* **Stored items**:
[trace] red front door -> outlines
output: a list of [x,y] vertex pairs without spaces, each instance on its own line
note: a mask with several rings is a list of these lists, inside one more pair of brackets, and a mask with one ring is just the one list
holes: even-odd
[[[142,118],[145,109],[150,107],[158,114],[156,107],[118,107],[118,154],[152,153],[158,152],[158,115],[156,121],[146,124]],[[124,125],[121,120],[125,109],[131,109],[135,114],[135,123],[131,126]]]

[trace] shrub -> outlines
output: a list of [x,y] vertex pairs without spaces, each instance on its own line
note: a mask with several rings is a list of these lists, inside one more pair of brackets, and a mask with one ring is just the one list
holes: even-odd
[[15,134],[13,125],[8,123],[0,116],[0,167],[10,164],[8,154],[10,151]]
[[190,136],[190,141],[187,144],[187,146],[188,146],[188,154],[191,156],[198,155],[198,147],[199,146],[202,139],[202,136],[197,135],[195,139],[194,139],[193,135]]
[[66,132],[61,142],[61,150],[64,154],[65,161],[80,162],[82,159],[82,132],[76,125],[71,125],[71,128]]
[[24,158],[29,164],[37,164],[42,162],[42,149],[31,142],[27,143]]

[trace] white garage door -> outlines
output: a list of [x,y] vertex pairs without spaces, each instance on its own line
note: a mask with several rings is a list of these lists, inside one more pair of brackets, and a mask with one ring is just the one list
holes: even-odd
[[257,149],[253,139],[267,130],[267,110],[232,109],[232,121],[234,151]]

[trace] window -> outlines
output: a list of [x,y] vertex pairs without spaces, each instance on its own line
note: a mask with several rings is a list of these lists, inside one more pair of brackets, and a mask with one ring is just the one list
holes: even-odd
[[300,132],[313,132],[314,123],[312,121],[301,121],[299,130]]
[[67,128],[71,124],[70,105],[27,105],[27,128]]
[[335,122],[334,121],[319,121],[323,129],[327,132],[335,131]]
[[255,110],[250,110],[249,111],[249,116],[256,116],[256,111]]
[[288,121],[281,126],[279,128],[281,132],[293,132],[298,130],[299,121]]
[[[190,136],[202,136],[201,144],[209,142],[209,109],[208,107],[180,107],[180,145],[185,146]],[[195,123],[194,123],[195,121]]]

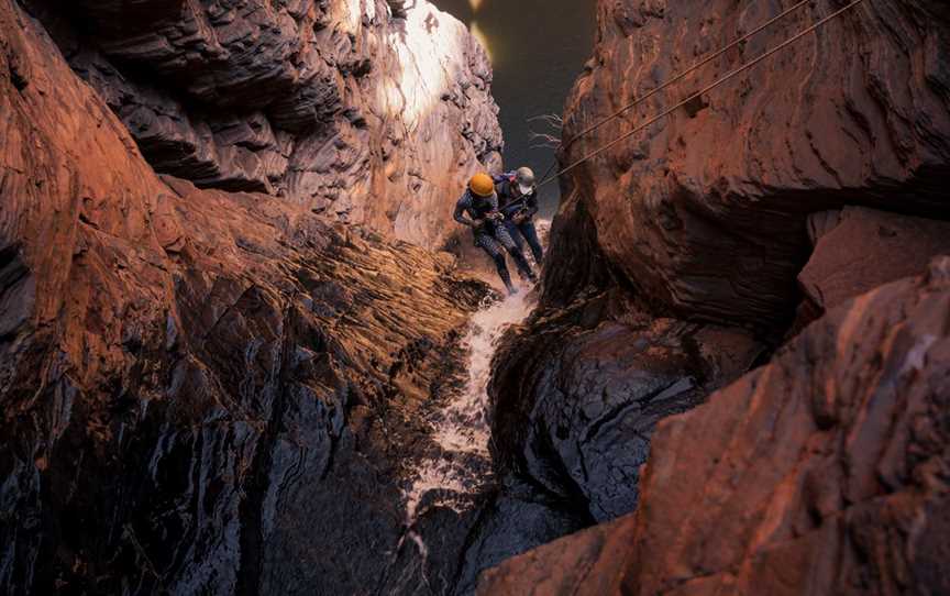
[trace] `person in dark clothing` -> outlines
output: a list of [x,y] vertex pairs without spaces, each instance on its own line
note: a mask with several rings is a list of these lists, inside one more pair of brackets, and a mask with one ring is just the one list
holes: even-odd
[[490,176],[476,174],[472,178],[465,194],[455,203],[454,218],[459,223],[472,228],[475,245],[485,251],[495,262],[498,276],[505,283],[509,294],[517,294],[518,290],[511,284],[511,275],[505,263],[506,251],[515,260],[521,277],[537,282],[538,278],[531,271],[528,260],[524,258],[524,253],[518,249],[505,228],[505,217],[498,210],[498,195],[495,194],[495,185]]
[[496,176],[494,181],[508,235],[522,253],[527,242],[531,247],[531,254],[534,255],[534,262],[540,267],[544,260],[544,251],[541,249],[538,229],[534,228],[533,221],[538,213],[538,187],[534,185],[534,173],[531,168],[522,167]]

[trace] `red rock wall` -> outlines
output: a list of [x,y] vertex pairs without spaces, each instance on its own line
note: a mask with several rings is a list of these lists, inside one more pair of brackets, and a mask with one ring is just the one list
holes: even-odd
[[[597,45],[568,100],[565,137],[792,4],[600,2]],[[562,161],[603,146],[841,5],[799,9],[571,145]],[[582,166],[564,195],[576,189],[610,269],[656,310],[784,324],[808,254],[809,212],[860,203],[950,217],[948,22],[943,2],[869,0]],[[553,255],[553,278],[567,275],[556,269],[570,260]]]
[[[598,2],[565,139],[794,3]],[[495,364],[495,456],[601,525],[479,593],[947,592],[948,82],[947,4],[865,0],[562,179],[541,308]]]
[[0,1],[0,593],[450,589],[471,520],[430,525],[460,543],[423,561],[400,488],[485,291],[159,177]]
[[27,4],[162,174],[438,246],[500,163],[487,57],[424,0]]
[[661,422],[637,514],[510,560],[479,593],[946,594],[948,399],[941,257]]

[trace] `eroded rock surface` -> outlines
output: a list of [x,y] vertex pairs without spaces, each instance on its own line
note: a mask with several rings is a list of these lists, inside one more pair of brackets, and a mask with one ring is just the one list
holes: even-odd
[[0,592],[451,589],[472,521],[435,508],[426,559],[402,488],[486,287],[157,176],[9,0],[0,139]]
[[[793,4],[598,2],[564,137]],[[570,144],[562,164],[842,5],[804,5]],[[945,2],[869,0],[562,179],[541,307],[496,362],[496,460],[607,523],[484,574],[483,593],[946,591],[931,564],[946,478],[929,472],[947,466],[946,417],[926,431],[927,479],[923,448],[902,441],[947,393],[947,262],[874,288],[950,252],[948,73]],[[808,411],[821,399],[836,400],[831,419]],[[860,481],[874,514],[840,488],[858,457],[887,459],[881,474],[906,463]],[[822,485],[829,461],[844,476]],[[820,495],[799,498],[813,468]],[[638,500],[639,517],[611,521]]]
[[[599,2],[598,42],[568,100],[565,137],[793,3]],[[820,1],[799,9],[577,141],[563,162],[838,8]],[[948,27],[939,0],[864,2],[588,162],[564,195],[579,195],[584,225],[614,275],[658,311],[782,328],[797,303],[810,212],[864,205],[950,218]],[[552,268],[571,262],[552,251]]]
[[479,591],[947,593],[948,399],[941,257],[661,422],[636,515],[513,559]]
[[499,164],[491,69],[426,0],[27,2],[162,174],[438,246]]
[[496,465],[598,522],[633,510],[656,422],[752,364],[745,332],[651,319],[616,295],[544,312],[497,354]]

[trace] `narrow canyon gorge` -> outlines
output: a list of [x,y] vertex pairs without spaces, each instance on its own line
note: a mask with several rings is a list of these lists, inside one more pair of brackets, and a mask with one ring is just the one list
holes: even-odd
[[0,593],[950,594],[950,5],[592,10],[502,297],[427,0],[0,0]]

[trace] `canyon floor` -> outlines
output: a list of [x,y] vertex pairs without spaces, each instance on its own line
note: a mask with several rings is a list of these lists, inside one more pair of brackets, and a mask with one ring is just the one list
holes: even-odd
[[598,1],[502,297],[429,2],[0,0],[0,592],[950,594],[950,9],[730,75],[844,5]]

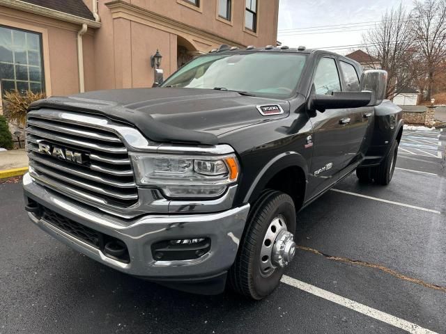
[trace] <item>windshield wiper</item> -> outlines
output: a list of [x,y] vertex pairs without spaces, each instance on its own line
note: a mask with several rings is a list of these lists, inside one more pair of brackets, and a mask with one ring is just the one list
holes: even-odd
[[214,89],[215,90],[227,90],[228,92],[236,92],[240,94],[240,95],[244,95],[244,96],[256,96],[255,95],[248,92],[244,92],[243,90],[235,90],[233,89],[228,89],[226,87],[214,87],[213,89]]

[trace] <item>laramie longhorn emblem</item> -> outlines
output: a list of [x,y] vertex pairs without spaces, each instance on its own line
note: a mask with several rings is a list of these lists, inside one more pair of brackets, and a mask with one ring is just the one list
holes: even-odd
[[56,157],[61,160],[75,162],[76,164],[82,164],[84,163],[83,155],[82,153],[56,146],[52,148],[52,146],[48,144],[39,143],[39,152],[46,153],[48,155]]

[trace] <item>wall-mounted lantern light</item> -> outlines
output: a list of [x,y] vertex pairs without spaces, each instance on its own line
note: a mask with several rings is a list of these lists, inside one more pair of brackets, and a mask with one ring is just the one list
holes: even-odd
[[162,58],[162,56],[161,56],[161,54],[157,49],[156,53],[153,56],[151,56],[151,62],[152,64],[152,67],[155,68],[155,66],[156,66],[156,68],[160,68],[160,66],[161,65]]
[[157,87],[164,81],[163,71],[160,68],[161,66],[161,58],[162,56],[157,49],[153,56],[151,56],[151,65],[153,68],[153,87]]

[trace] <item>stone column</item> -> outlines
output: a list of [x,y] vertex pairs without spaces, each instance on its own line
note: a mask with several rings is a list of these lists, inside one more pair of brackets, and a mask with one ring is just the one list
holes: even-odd
[[426,108],[424,125],[432,127],[435,124],[435,109],[436,107],[433,106],[429,106]]

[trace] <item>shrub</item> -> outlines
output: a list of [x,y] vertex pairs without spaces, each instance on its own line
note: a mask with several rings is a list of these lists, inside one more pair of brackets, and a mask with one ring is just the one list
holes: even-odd
[[6,118],[0,116],[0,148],[13,149],[13,137],[8,127]]
[[26,120],[26,111],[29,104],[38,100],[45,99],[43,93],[33,93],[26,90],[21,93],[19,90],[6,92],[3,96],[3,109],[5,116],[12,122],[23,127]]

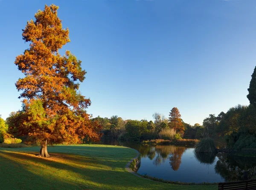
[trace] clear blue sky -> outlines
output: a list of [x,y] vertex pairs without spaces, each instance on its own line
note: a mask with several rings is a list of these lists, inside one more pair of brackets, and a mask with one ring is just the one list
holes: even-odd
[[80,91],[93,116],[152,119],[177,107],[188,123],[226,112],[246,95],[256,65],[254,0],[0,0],[0,114],[21,108],[14,62],[21,29],[44,5],[59,6],[87,72]]

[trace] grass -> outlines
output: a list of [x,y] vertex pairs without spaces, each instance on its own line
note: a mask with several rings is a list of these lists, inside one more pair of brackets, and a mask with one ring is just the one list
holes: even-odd
[[215,190],[157,182],[128,172],[133,149],[98,145],[48,147],[51,157],[37,156],[38,147],[0,148],[1,189]]
[[2,148],[25,148],[29,147],[23,143],[0,143],[0,147]]
[[199,140],[194,139],[178,139],[177,140],[164,140],[163,139],[157,139],[150,141],[143,141],[143,145],[187,145],[189,144],[195,145],[199,142]]

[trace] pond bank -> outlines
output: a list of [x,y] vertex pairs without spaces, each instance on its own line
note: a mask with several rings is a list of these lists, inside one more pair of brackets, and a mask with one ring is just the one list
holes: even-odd
[[150,141],[143,141],[141,144],[143,145],[195,145],[200,141],[192,139],[179,139],[176,140],[164,140],[157,139]]

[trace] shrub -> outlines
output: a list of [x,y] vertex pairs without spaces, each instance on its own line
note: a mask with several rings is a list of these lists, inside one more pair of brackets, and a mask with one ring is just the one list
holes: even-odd
[[180,139],[182,139],[182,138],[180,136],[180,133],[175,134],[175,135],[174,136],[174,139],[175,140]]
[[214,141],[212,139],[205,137],[195,146],[195,151],[199,153],[213,153],[216,152],[217,148],[215,146]]
[[134,172],[137,172],[140,166],[140,159],[141,156],[140,154],[137,158],[134,159],[132,162],[131,162],[131,164],[130,164],[130,165],[129,166],[130,169]]
[[4,140],[4,142],[6,144],[18,144],[22,141],[21,139],[15,138],[10,138]]
[[176,131],[174,129],[163,129],[159,133],[160,138],[164,140],[173,140],[175,139],[175,135]]
[[4,139],[3,138],[3,133],[1,133],[0,131],[0,143],[3,142],[4,141]]
[[0,144],[0,147],[2,148],[26,148],[29,146],[23,143],[7,144],[5,142]]
[[157,134],[154,132],[148,132],[142,134],[142,138],[143,140],[154,139],[157,137]]
[[199,142],[199,140],[196,139],[179,139],[176,140],[176,144],[180,145],[195,145]]

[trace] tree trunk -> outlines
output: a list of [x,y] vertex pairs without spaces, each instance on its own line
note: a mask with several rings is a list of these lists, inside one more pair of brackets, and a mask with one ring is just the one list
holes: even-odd
[[45,142],[45,143],[42,143],[41,144],[41,149],[40,149],[39,156],[44,158],[49,158],[50,157],[50,155],[48,154],[47,151],[47,140]]

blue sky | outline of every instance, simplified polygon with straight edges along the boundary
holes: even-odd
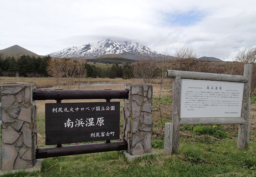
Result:
[[[164,20],[170,25],[188,26],[200,22],[205,16],[205,14],[200,11],[177,11],[165,14]]]
[[[132,41],[170,55],[232,60],[256,46],[255,0],[1,0],[0,49],[40,55],[104,38]],[[4,24],[4,25],[3,25]]]

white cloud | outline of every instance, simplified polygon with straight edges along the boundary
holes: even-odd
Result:
[[[171,54],[189,45],[198,57],[231,59],[242,48],[256,45],[255,5],[249,0],[4,0],[0,49],[17,44],[46,55],[109,37],[160,52]],[[182,25],[166,18],[176,13],[191,18],[189,12],[199,14],[199,21]]]

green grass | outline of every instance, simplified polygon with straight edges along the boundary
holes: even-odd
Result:
[[[162,120],[153,122],[152,146],[158,155],[139,158],[127,162],[119,151],[106,152],[45,159],[41,173],[20,173],[6,177],[236,177],[256,176],[256,142],[251,140],[244,149],[237,148],[237,133],[225,133],[216,125],[180,127],[180,151],[163,155],[164,131],[162,122],[170,122],[166,116],[171,98],[154,98],[154,106],[161,106]],[[153,113],[158,113],[157,111]],[[155,114],[154,115],[156,115]],[[123,118],[121,119],[120,125]],[[37,116],[38,134],[44,136],[45,115]],[[224,133],[225,136],[222,135]],[[186,136],[186,135],[190,136]],[[255,132],[251,133],[255,137]],[[39,148],[44,146],[39,140]]]
[[[139,158],[127,163],[119,152],[48,158],[41,173],[15,174],[15,177],[73,176],[255,176],[256,144],[244,150],[236,141],[226,138],[211,144],[197,138],[182,138],[178,154]],[[161,147],[160,147],[161,148]],[[253,149],[254,149],[254,150]],[[4,176],[14,176],[6,175]]]
[[[256,103],[256,96],[254,95],[250,97],[250,103]]]

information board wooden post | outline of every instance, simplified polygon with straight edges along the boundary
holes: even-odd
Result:
[[[167,122],[165,126],[165,141],[164,154],[169,155],[173,151],[173,124]]]
[[[244,87],[242,117],[245,121],[245,123],[239,125],[237,139],[237,147],[239,148],[245,148],[249,143],[250,138],[250,92],[252,70],[252,65],[245,65],[243,76],[247,77],[248,80],[245,83]]]
[[[180,88],[181,79],[180,76],[173,79],[173,153],[179,151],[180,141]]]
[[[173,153],[178,152],[180,125],[239,124],[237,147],[248,144],[252,67],[245,64],[243,76],[166,70],[173,78]]]

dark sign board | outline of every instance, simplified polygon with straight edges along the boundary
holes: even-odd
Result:
[[[46,145],[119,138],[120,102],[45,104]]]

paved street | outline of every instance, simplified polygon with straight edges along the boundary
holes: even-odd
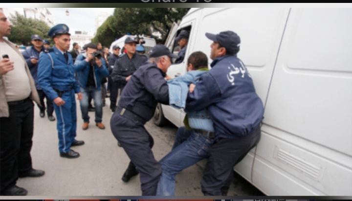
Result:
[[[84,141],[85,144],[73,147],[81,155],[75,159],[60,157],[56,121],[50,121],[46,114],[45,118],[41,118],[35,105],[31,154],[33,168],[44,170],[45,174],[38,178],[20,179],[17,185],[26,189],[28,196],[141,195],[139,175],[128,183],[121,179],[130,160],[123,149],[117,146],[111,132],[110,121],[112,113],[109,109],[110,103],[107,98],[103,117],[106,129],[100,130],[95,126],[94,112],[90,112],[89,127],[84,131],[79,101],[77,101],[76,139]],[[153,151],[159,161],[171,150],[177,127],[172,125],[159,127],[152,121],[145,126],[154,138]],[[206,162],[203,160],[177,175],[176,196],[203,195],[200,182]],[[264,195],[236,175],[228,195]]]

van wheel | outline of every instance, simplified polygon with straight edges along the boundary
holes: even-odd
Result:
[[[160,127],[163,126],[167,123],[168,120],[164,116],[160,103],[158,103],[157,105],[156,105],[156,108],[155,108],[154,116],[153,117],[153,122],[157,126]]]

* **Aim of the task**:
Reproduce the stored items word for word, starting at the very first line and ending after the line that holds "[[24,158],[29,164],[37,164],[42,162],[42,149],[31,142],[27,143]]".

* **Exercise solution**:
[trace] red front door -> outlines
output: a list of [x,y] vertex pairs without spaces, each instance on its own line
note: a mask with several rings is a list of these lists, inside one more pair of brackets, and a mask with one ring is just the one list
holes: even-odd
[[[142,118],[145,109],[150,107],[158,114],[156,107],[118,107],[118,154],[152,153],[158,152],[158,115],[156,121],[146,124]],[[124,125],[121,120],[125,109],[131,109],[135,114],[135,123],[131,126]]]

[trace] shrub -> outlines
output: a list of [x,y] vertex pairs without spaces, each instance on its own line
note: a mask with several rings is a list of these lists, inside one more pair of brackets, and a mask with one ring is just the one list
holes: even-odd
[[15,134],[13,125],[8,123],[0,116],[0,167],[10,164],[8,154],[10,151]]
[[190,136],[190,141],[187,144],[187,146],[188,146],[188,154],[191,156],[198,155],[198,147],[199,146],[202,139],[202,136],[197,135],[195,139],[194,139],[193,135]]
[[66,132],[61,142],[61,150],[64,154],[65,161],[80,162],[82,159],[82,132],[76,125],[71,125],[71,128]]
[[24,158],[29,164],[37,164],[42,162],[42,149],[31,142],[27,143]]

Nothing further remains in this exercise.